Task instructions: Rewrite the rows below, replacing every occurrence of "in this form" with "in this format" and keeping everything else the same.

Records for this task:
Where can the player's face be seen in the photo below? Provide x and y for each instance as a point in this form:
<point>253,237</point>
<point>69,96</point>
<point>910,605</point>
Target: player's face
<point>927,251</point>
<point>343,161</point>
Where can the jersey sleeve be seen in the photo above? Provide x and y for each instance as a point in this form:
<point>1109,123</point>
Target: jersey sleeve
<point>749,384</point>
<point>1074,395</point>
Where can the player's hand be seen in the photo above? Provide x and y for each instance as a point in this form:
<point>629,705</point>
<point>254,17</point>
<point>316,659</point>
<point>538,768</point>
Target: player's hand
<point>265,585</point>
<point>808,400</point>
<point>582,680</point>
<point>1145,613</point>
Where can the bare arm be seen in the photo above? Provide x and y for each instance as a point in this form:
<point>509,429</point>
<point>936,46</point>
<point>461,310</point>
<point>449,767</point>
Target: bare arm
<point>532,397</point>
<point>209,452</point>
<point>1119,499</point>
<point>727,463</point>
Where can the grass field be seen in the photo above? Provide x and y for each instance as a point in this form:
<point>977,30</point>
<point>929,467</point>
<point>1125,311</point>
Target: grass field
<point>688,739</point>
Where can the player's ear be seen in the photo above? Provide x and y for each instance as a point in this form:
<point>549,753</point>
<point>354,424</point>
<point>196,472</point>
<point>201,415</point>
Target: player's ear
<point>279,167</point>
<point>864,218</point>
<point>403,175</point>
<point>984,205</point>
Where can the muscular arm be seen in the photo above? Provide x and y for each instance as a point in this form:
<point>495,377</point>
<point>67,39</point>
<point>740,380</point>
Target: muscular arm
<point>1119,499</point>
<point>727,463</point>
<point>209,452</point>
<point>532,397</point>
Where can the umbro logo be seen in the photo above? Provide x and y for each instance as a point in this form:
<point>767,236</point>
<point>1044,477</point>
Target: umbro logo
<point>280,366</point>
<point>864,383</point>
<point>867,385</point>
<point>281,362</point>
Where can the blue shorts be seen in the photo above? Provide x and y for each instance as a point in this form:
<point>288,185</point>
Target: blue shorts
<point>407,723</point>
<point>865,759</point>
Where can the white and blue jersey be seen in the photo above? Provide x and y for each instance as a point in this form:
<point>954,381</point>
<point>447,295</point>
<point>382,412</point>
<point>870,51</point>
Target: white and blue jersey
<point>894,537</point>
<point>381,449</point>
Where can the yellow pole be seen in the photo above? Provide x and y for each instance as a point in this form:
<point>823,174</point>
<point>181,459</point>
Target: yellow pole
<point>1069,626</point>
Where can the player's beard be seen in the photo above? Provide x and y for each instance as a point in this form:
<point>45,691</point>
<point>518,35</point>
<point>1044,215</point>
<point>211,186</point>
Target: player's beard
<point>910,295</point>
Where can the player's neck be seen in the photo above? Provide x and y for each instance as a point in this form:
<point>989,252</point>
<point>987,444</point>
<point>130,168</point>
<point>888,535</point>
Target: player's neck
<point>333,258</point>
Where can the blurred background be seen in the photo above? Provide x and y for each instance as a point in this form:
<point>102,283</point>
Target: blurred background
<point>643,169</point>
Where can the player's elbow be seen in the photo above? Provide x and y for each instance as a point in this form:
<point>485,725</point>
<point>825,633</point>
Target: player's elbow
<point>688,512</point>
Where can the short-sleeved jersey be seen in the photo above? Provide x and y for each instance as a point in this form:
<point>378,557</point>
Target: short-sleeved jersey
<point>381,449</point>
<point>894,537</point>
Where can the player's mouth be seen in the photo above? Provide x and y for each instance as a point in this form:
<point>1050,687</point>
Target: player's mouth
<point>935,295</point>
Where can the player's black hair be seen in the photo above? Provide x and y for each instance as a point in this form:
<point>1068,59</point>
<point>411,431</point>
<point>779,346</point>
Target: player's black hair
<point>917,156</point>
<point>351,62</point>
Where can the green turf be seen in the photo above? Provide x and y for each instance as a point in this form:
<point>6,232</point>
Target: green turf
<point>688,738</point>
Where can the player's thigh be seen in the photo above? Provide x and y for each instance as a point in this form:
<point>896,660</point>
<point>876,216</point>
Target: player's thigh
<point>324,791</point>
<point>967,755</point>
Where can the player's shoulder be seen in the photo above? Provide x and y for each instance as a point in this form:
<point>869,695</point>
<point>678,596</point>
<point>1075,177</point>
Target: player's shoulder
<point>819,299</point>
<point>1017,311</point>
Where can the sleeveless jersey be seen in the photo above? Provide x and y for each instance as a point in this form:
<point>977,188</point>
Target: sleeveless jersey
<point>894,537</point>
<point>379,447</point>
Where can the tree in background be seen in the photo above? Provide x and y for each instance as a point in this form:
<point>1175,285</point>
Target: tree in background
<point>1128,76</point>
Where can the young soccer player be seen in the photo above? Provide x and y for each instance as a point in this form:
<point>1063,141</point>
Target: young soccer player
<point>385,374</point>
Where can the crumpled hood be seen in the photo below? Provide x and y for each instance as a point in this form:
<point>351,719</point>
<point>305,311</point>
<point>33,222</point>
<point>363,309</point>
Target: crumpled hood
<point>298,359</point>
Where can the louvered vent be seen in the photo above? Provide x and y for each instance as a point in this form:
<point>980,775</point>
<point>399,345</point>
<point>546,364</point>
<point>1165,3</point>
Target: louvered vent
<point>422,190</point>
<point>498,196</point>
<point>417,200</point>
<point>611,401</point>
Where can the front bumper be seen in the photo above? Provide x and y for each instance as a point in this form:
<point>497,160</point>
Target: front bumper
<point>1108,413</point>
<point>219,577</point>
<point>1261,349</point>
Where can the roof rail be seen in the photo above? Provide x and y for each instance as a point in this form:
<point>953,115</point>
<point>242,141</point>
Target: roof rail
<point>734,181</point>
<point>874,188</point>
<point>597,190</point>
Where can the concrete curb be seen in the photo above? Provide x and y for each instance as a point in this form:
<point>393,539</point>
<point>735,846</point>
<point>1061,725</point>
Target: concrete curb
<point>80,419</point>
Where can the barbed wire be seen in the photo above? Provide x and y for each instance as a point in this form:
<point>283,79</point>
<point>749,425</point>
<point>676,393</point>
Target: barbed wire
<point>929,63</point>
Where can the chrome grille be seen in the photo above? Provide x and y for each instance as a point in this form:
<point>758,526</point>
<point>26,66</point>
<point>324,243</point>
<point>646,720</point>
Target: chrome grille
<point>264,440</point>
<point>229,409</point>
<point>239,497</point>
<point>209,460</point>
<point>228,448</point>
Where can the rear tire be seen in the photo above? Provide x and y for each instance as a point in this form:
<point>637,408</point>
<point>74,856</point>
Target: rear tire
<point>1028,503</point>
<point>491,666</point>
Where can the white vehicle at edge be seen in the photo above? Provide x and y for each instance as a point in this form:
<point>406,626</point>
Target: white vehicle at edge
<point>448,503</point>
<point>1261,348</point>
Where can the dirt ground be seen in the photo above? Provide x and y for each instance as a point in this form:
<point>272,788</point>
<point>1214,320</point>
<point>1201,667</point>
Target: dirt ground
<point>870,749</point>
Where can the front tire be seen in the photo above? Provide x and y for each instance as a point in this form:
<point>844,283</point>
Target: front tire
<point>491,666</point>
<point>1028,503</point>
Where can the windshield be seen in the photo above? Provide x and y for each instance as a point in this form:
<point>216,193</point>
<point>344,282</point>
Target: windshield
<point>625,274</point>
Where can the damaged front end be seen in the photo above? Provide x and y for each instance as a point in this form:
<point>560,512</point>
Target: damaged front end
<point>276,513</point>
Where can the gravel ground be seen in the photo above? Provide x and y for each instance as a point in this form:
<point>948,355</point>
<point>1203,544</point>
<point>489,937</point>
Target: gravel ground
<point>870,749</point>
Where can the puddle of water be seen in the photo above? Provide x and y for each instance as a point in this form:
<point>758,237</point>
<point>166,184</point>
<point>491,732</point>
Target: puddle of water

Full output:
Where can the player's face be seen in the photo below? Provide x and y for each instance as a point in this format:
<point>253,237</point>
<point>69,96</point>
<point>910,605</point>
Target: player's face
<point>927,251</point>
<point>343,161</point>
Where can the jersey sleeve be seen in the photo above? Provide x and y for each instance as a point in this format:
<point>1109,123</point>
Target: jersey sleeve
<point>749,384</point>
<point>1074,395</point>
Where can the player's hand be seen in the photo above? Provide x and y for each instance as a point in this format:
<point>629,705</point>
<point>254,17</point>
<point>316,659</point>
<point>538,768</point>
Target: player's hand
<point>265,585</point>
<point>808,400</point>
<point>582,680</point>
<point>1145,613</point>
Where can the bare arm be seen in the photo above? Provide x and y for each instance as a point in this format:
<point>509,429</point>
<point>936,46</point>
<point>461,310</point>
<point>449,767</point>
Target: bare arm
<point>532,397</point>
<point>209,452</point>
<point>1119,499</point>
<point>727,463</point>
Where can the grass field be seen in the photo above? Provide x and y for each instance as a point in this format:
<point>977,30</point>
<point>929,467</point>
<point>1125,311</point>
Target: grass field
<point>688,739</point>
Where can the player's ear be seen in the photo above? Provide x and y for each instance as a point in this format:
<point>549,753</point>
<point>354,424</point>
<point>196,472</point>
<point>201,415</point>
Target: player's ear
<point>279,167</point>
<point>864,218</point>
<point>403,175</point>
<point>984,205</point>
Where can the muscular arm be seen in the photo above? Provide x and y for each instance as a point in this format:
<point>495,377</point>
<point>67,39</point>
<point>740,380</point>
Target: muscular arm
<point>1119,499</point>
<point>727,463</point>
<point>209,452</point>
<point>532,397</point>
Where can the umbro logo be seen in the photo above? Provide x and y for each instance as a point in this format:
<point>767,236</point>
<point>1044,477</point>
Target: umbro logo
<point>280,366</point>
<point>864,383</point>
<point>867,385</point>
<point>281,362</point>
Where can the blue shorts be seen in the photo above? Provide x and y for each instance as a point in this format:
<point>288,185</point>
Target: blue shorts
<point>407,723</point>
<point>865,759</point>
Where can the white and blue jersey be seen in the photo above? Provide x and y for each instance as a point in this format:
<point>954,381</point>
<point>447,295</point>
<point>382,412</point>
<point>870,51</point>
Target: white and blue jersey
<point>894,537</point>
<point>381,449</point>
Where can the yellow pole be seen in the photo above? Provide x and y for each instance as a point in this format:
<point>823,174</point>
<point>181,459</point>
Target: yellow pole
<point>1069,626</point>
Where can the player's beard be seen in the photo above? Provide x and y for each instance as a point in this format:
<point>45,691</point>
<point>518,35</point>
<point>1044,215</point>
<point>211,186</point>
Target: player's beard
<point>910,295</point>
Where can the player's neck be seen in the photo above? Provide x and y for each instance as a point in this format:
<point>989,252</point>
<point>987,444</point>
<point>130,168</point>
<point>888,535</point>
Target: player's neck
<point>333,258</point>
Where can the blurred background be seen in the photo above? Provide x and y for each instance as a point in this format:
<point>102,283</point>
Target: blurred background
<point>643,169</point>
Where can the player's elbow be seen in the photo above? Provide x and y for each instance as a point in this format:
<point>485,725</point>
<point>825,633</point>
Target: player's elbow
<point>688,512</point>
Where can the short-sleeved jersey be seen in the photo above? Provide x and y for each instance as a point in this format:
<point>378,557</point>
Target: short-sleeved jersey
<point>381,449</point>
<point>894,537</point>
Where can the player's mouth be seen in the photo above? Provide x and y for each instance as a point in this format:
<point>1050,687</point>
Target: player's mouth
<point>935,295</point>
Where can the player's black hair be seen in the photo above? Provide x and y for each instance as a point in this format:
<point>1068,59</point>
<point>411,431</point>
<point>779,346</point>
Target: player's black hair
<point>917,156</point>
<point>351,62</point>
Where can the green turf be seen in the photo above? Provide x and y for each instance as a point in this format:
<point>6,232</point>
Target: green turf
<point>688,738</point>
Where can the player's thigh be seen in the photo above? Provide x and y for each instance as a point in this format:
<point>896,660</point>
<point>876,216</point>
Target: player's thigh
<point>324,791</point>
<point>967,755</point>
Where can the player's shoulder be seen in the photo above? Provide x and y for each instance as a point in this format:
<point>869,695</point>
<point>678,596</point>
<point>1075,177</point>
Target: player's shoulder
<point>819,299</point>
<point>1017,311</point>
Where can the sleeveless jersey be seen in the photo above? Provide x and y for each instance as a point in this format:
<point>977,188</point>
Target: sleeveless jersey
<point>894,537</point>
<point>379,447</point>
Where can the tree in background be seen in the photo above? Provide x and y for each instance as a point in this format:
<point>1175,285</point>
Target: tree in background
<point>1128,76</point>
Where can the young soccer player be seen in the photo above? Provide x and y for each instance as a point in this format:
<point>1063,141</point>
Target: young soccer player
<point>385,374</point>
Where can the crumpled hood be seen in the photo below? Provide x and y for each instance as a point in this format:
<point>351,719</point>
<point>305,311</point>
<point>33,222</point>
<point>363,309</point>
Target: crumpled hood
<point>298,359</point>
Where can the louvered vent be seen in the photo above? Provide x and y for each instance as a point in this format:
<point>980,775</point>
<point>399,345</point>
<point>546,364</point>
<point>1165,3</point>
Target: louvered vent
<point>422,190</point>
<point>498,196</point>
<point>417,200</point>
<point>611,401</point>
Where can the front bumper be seen in the photo above? Provide x and y for each instance as a point in this format:
<point>497,160</point>
Target: front bumper
<point>1108,413</point>
<point>219,577</point>
<point>1261,349</point>
Where can the roof rail be seen in the photo above? Provide x and y for each instance as a point in this format:
<point>953,115</point>
<point>242,141</point>
Target: roof rail
<point>734,181</point>
<point>874,188</point>
<point>597,190</point>
Where can the concrete curb be seen in the photo above? Provide x and y for each instance as a point in this format:
<point>393,539</point>
<point>735,846</point>
<point>1061,725</point>
Target: concrete curb
<point>80,419</point>
Where can the barbed wire be seen in the photo above? Provide x and y for each instance as a point in this format:
<point>283,79</point>
<point>749,425</point>
<point>676,393</point>
Target: barbed wire
<point>929,63</point>
Where can the chrome grille be seen in the photo above? Provide x and y for each instance as a point in this format:
<point>758,526</point>
<point>26,66</point>
<point>324,243</point>
<point>646,720</point>
Target: chrome grille
<point>264,440</point>
<point>229,409</point>
<point>239,497</point>
<point>209,460</point>
<point>228,448</point>
Where can the rear tire be seen in the photo above? Provide x and y for each instance as a point in this format:
<point>637,408</point>
<point>74,856</point>
Target: rear tire
<point>1028,503</point>
<point>491,666</point>
Where can the white vehicle at edge be seen in the photo above? Provide x and y for each instance as a point in this format:
<point>406,626</point>
Target: white vehicle at edge
<point>448,503</point>
<point>1261,348</point>
Where can the dirt ground be seen in the photo above? Provide x and y for each instance as a point in this format:
<point>272,788</point>
<point>1214,320</point>
<point>1201,667</point>
Target: dirt ground
<point>870,749</point>
Where can the front tire be seen in the photo above? Provide x and y for each instance as a point in this format:
<point>844,283</point>
Target: front tire
<point>491,666</point>
<point>1028,503</point>
Where can the windshield be seen in the photo above? Provide x and y for each instance as a point in this format:
<point>216,193</point>
<point>344,282</point>
Target: windshield
<point>625,274</point>
Where can the damaged front end be seen in the photo above? Provide x and y for each instance as a point in this format:
<point>560,512</point>
Target: damaged front end
<point>276,513</point>
Where can the gravel ground be seen in the photo above? Provide x and y for each instance as a point in this format:
<point>948,355</point>
<point>1203,544</point>
<point>489,937</point>
Target: gravel ground
<point>870,749</point>
Where can the puddle of water be seen in the photo above? Provide x and y for each instance as a point in this format:
<point>758,237</point>
<point>166,184</point>
<point>491,732</point>
Target: puddle of water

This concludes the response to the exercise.